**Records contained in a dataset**
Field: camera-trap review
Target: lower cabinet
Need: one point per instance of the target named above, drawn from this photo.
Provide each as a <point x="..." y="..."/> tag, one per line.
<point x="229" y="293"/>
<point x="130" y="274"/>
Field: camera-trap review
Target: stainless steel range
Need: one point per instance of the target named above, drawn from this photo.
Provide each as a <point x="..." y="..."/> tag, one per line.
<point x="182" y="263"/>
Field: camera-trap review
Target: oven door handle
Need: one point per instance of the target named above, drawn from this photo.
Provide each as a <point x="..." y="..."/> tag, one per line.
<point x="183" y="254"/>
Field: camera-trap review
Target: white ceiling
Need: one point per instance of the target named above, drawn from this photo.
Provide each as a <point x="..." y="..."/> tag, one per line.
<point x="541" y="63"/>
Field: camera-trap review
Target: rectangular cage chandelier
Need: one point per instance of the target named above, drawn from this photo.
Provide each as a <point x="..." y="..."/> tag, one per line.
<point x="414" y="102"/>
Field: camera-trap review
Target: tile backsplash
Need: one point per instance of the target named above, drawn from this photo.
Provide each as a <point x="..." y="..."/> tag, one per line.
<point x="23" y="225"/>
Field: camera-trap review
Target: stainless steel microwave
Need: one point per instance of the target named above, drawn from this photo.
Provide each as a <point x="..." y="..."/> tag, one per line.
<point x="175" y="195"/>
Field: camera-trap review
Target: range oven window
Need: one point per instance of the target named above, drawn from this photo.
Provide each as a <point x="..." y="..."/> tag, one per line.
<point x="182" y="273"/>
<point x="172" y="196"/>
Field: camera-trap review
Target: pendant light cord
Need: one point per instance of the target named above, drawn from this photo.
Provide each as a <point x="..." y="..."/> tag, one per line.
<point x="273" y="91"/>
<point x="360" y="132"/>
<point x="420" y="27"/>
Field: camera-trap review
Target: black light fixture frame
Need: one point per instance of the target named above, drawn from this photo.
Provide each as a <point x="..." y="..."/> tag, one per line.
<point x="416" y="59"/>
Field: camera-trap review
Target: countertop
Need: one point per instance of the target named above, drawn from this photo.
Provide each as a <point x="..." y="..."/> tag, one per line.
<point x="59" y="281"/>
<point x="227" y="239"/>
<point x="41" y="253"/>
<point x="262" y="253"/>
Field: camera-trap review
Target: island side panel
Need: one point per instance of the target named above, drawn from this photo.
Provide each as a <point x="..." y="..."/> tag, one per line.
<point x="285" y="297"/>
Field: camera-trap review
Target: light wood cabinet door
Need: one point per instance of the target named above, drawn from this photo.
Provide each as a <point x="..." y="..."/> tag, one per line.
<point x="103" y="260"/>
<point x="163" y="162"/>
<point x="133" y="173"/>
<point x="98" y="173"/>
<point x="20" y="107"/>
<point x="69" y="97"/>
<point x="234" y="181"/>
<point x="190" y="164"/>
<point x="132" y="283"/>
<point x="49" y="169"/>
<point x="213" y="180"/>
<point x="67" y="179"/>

**DIRECTIONS FOR THIS TASK**
Above are the records; retype them all without a single difference.

**EXERCISE SOLUTION**
Field: camera-trap review
Target: lower cabinet
Need: one point per instance of the target named above, drawn from this photo.
Provide each as a <point x="..." y="..."/> tag, one per line.
<point x="229" y="293"/>
<point x="130" y="274"/>
Field: camera-trap review
Target: stainless steel range
Need: one point per instance of the target named above, drawn from this photo.
Provide each as a <point x="..." y="..."/> tag, one per line.
<point x="182" y="263"/>
Field: camera-trap review
Target: oven door handle
Need: one point per instance of the target named above, drawn from this photo.
Provide each as a <point x="..." y="..."/> tag, one per line.
<point x="183" y="254"/>
Field: camera-trap review
Target: white ceiling
Need: one point per instance of the target named above, drawn from this photo.
Provide each as a <point x="..." y="..."/> tag, one per line.
<point x="541" y="63"/>
Field: camera-trap review
Target: rectangular cage chandelier
Need: one point per instance of the target named above, drawn from this photo.
Provide each as a <point x="..." y="..."/> tag, one per line.
<point x="414" y="102"/>
Field: camera-trap review
Target: tile backsplash
Need: one point per instance of the target named above, drawn from this photo.
Provide each as a <point x="..." y="..."/> tag, one per line.
<point x="23" y="225"/>
Field: camera-trap review
Target: stainless steel microwave
Need: one point per instance of the target named above, drawn from this photo.
Provide each as a <point x="..." y="..."/> tag, one per line.
<point x="175" y="195"/>
Field: camera-trap review
Target: range oven window
Need: one point per instance of the target named above, drawn from this photo.
Provide each as a <point x="..." y="..."/> tag, one per line.
<point x="182" y="273"/>
<point x="172" y="196"/>
Field: camera-trap review
Target: pendant light cord
Need: one point per instance of the target named above, drawn from this photo.
Provide each as a <point x="..." y="..."/> tag, one per line.
<point x="273" y="91"/>
<point x="360" y="132"/>
<point x="420" y="27"/>
Field: camera-trap review
Target: black light fixture frame
Need: one point per instance of the target named above, drawn from this photo.
Provide each as a <point x="..." y="..."/> tag, one per line.
<point x="416" y="59"/>
Field: camera-trap review
Target: countertop
Need: one point per instance of the target named above, drawn from this photo.
Provide each as a <point x="..." y="..."/> tag, one per line.
<point x="59" y="281"/>
<point x="227" y="239"/>
<point x="41" y="253"/>
<point x="262" y="253"/>
Field: camera-trap review
Target: island side panel
Need: one point per instance of the target named above, drawn from this photo.
Provide each as a <point x="..." y="..."/> tag, one per line.
<point x="285" y="297"/>
Field: camera-trap review
Target: light wood cabinet door
Need: one point per instance of the target named above, drawn from this photo.
Provide each as a <point x="..." y="..."/> tag, one per line.
<point x="103" y="260"/>
<point x="163" y="162"/>
<point x="133" y="173"/>
<point x="98" y="173"/>
<point x="20" y="107"/>
<point x="69" y="97"/>
<point x="234" y="181"/>
<point x="190" y="164"/>
<point x="132" y="283"/>
<point x="49" y="169"/>
<point x="213" y="180"/>
<point x="67" y="179"/>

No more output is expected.